§ Passage for review:
^^^^^^^^^^^^^^^^

The union describes the strategy as a defining moment in the continent’s journey toward sustainable industrialisation, energy security, inclusive growth, and development. It is not enough, the pan-African body says, to hold significant shares of global minerals stock (including so-called green minerals and rare earth); the leadership of African countries must take charge (see box: African leaders taking charge) and use them to create lasting wealth through value addition “at source.”
The AGMS, along with its corollary, the African Mining Vision (AMV), hopes to fulfil the continent’s manifest destiny of prosperity by working toward sustainable mineral resource exploration and management. The grand goal is to make Africa’s mineral wealth contribute to a people-centred “broad-based socio-economic development.”
The United Nations, on its part, has been failing Africa. In addition to setting up war crimes tribunals to prosecute individuals for genocide and crimes against humanity, open-minded, forward-looking critics say it is time for the world body to set up tribunals to try these mineral resources exploiters who have been literally raping Africa just as some countries were forced to pay reparations for fomenting economy-damaging wars at the beginning of the 20th century.
Guterres, the UN scribe, may have opened up a new way forward by boldly speaking up against the injustice borne by African countries and peoples for centuries. He advocates a shift from the mere exportation of raw materials to the establishment of fair, sustainable value chains and manufacturing within Africa to create local jobs and ensure economic growth and inclusive, sustainable development worthy of the continent’s proven stock of wealth.
Box
African leaders taking charge
In the spirit of the African Union’s African Green Minerals Strategy (AGMS) and the African Mining Vision (AVM), a number of African leaders, using various means, are attempting to take charge of their countries’ mineral wealth.
Hereunder is a sample:
Burkina Faso: Under Captain Ibrahim Traore, the country has reportedly become a leader in this movement, taking over gold mines and ending the export of unrefined gold to prioritise domestic development.
Mali: Under the leadership of President Assimi Goita, Mali has updated its mining code to allow for increased state and local ownership. The government is also pushing for enhanced domestic value addition.

^^^^^^^^^^^^^^^^

§ Data:
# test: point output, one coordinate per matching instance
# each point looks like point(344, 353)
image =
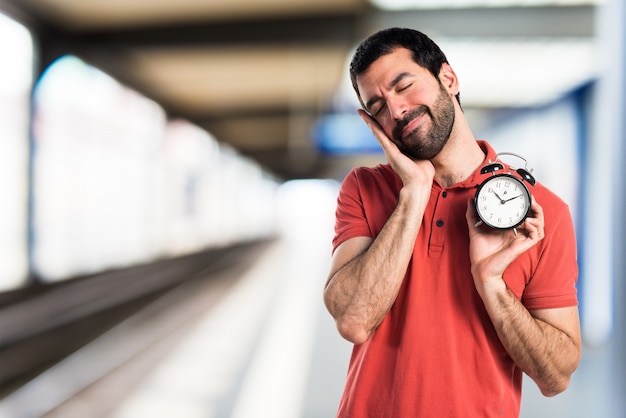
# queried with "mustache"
point(402, 123)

^^^^^^^^^^^^^^^^

§ Exercise 1:
Answer these from the passage on Africa's mineral wealth:
(a) Under whose leadership has Burkina Faso reportedly taken over gold mines?
(b) What has Mali updated to allow for increased state and local ownership?
(c) What shift does Guterres advocate?
§ Exercise 2:
Resume the passage on Africa's mineral wealth, picking up right after its final sentence.
The data come from a different source than the passage on Africa's mineral wealth.

§ Exercise result 1:
(a) Captain Ibrahim Traore.
(b) Its mining code.
(c) A shift from the mere exportation of raw materials to the establishment of fair, sustainable value chains and manufacturing within Africa.

§ Exercise result 2:
Tanzania: Since the era of President John Magufuli (2015- 2017), the Tanzanian authorities have been enforcing local processing and trade requirements for gold. Under the current President, Samia Suluhu Hassan, Tanzania’s mining sector is being reformed with the strengthening of state control and increasing local value addition.
Botswana: The country has “nationalised” its minerals sector. It currently runs its biggest diamond mine under Debswana, a 50-50 joint venture between the government of Botswana and the De Beers Corporation while simultaneously securing 15% in the latter’s parent company. Botswana also reserves the right to sell diamonds from other mines independently of Debswana or De Beers.
Botswana President Duma Boko has directed that no diamonds or copper concentrates will be exported raw, requiring all to undergo local beneficiation.
Sierra Leone: President Maada Bio’s administration has fundamentally restructured how miners operate in Sierra Leone. In a significant move to regain control over natural resources, the government established a 100% state-owned project company to operate alongside private entities, aiming to secure direct returns on national assets.
If there is one thing President Bio is determined to bequeath Sierra Leone, it is a thoroughly reformed mineral sector to aid the development of the country. This patriotic effort is, however, facing severe headwinds from age-long vested interests whose exploitative tendencies are diametrically opposed to the development aspiration of Sierra Leone.
Niger: Perhaps no country in Africa is more determined to take full ownership and benefit of its mineral resources than the Republic of Niger under General Abdourahamane Tchiani. Today, Niger asserts full ownership of all of the country’s mineral resources.